# [TEXTE EXTRAIT]
Pour le moment la chasse au composant rare ou à la fonctionnalité inattendue est la solution la plus exploitée. Une chasse qui transparaît partout sur ce marché très concurrentiel. Les grandes marques s’emploient en permanence à innover de ce côté en proposant des fonctions originales: Double webcam pour enregistrement 3D, stylet, tablette avec dock clavier ou écran de très haute définition. Trouver et saisir un stock de pièces détachées originales avant les autres permet de proposer un engin qui sortira immédiatement du lot.

A terme les tablettes nonames n’auront plus grand chose à envier à celles des marques

C’est grâce à l’ensemble de ces éléments que l’on découvre aujourd’hui des pépites comme cette tablette chinoise qui affiche sur une diagonale de 9.7″ une très belle définition de 2048 x 1536. Pas de mystère là dessous, il s’agit tout simplement d’un fournisseur d’écrans qui a proposé sur le marché cette solution. Pas d’infos sur la technologie d’affichage, je ne sais pas si il s’agit vraiment d’un écran IPS comme il est indiqué dans la fiche au vu du prix demandé mais je n’ai jamais vu d’écran de type LCD classique de cette définition sur le marché.

Il y a désormais une foule de tablettes proposant cette solution d’affichage chez les grossistes et revendeurs Asiatiques. En moyenne les engins pourvus de cette définition qualifiée de « retina » vendent leur tablette 9.7″ 2048 x 1536 entre 260 et 300$. Comme cette Chuwi V99 ou cette Cube U9GT. Cela ne veut pas dire que ces engins sont au rabais. Ils disposent en général d’un processeur Rockchip RK3066, une puce ARM double coeur Cortex-A9 cadencée à 1.6 GHz avec un processeur graphique Mali 400 très classique. Un couple qui, associé à 1 Go de mémoire vive DDR3, se comporte parfaitement bien en 2D, en 3D et en vidéo. La vidéo ci-dessus montre la U30GT en action, le même moteur de performance dans une tablette à la définition classique.

Enregistrements d'annotation de coordonnées:
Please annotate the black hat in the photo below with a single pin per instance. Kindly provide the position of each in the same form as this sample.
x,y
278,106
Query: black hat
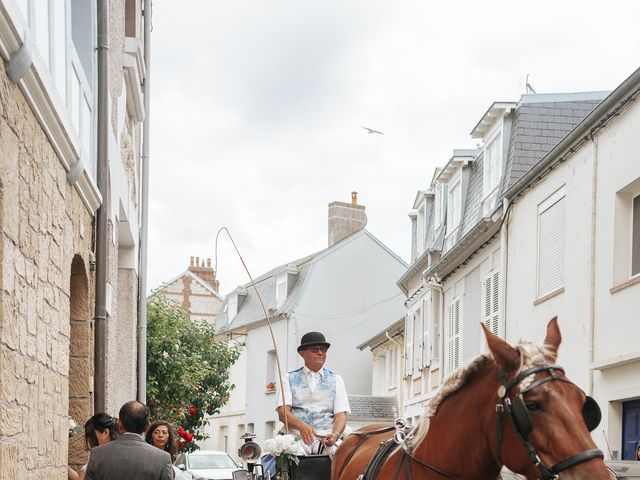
x,y
313,339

# [EXERCICE ÉCRIT A]
Recopiez le passage du texte sur les tablettes chinoises qui commence par « A terme les » et se poursuit jusqu'à « sur le marché. ».
# [EXERCICE ÉCRIT B]
Présentez les lignes de tous les enregistrements sous forme de liste numérotée, sans les lignes vides. N'incluez pas les images dans votre réponse.

# [BONNE RÉPONSE A]
A terme les tablettes nonames n’auront plus grand chose à envier à celles des marques

C’est grâce à l’ensemble de ces éléments que l’on découvre aujourd’hui des pépites comme cette tablette chinoise qui affiche sur une diagonale de 9.7″ une très belle définition de 2048 x 1536. Pas de mystère là dessous, il s’agit tout simplement d’un fournisseur d’écrans qui a proposé sur le marché cette solution. Pas d’infos sur la technologie d’affichage, je ne sais pas si il s’agit vraiment d’un écran IPS comme il est indiqué dans la fiche au vu du prix demandé mais je n’ai jamais vu d’écran de type LCD classique de cette définition sur le marché.

# [BONNE RÉPONSE B]
1. Please annotate the black hat in the photo below with a single pin per instance. Kindly provide the position of each in the same form as this sample.
2. x,y
3. 278,106
4. Query: black hat
5. x,y
6. 313,339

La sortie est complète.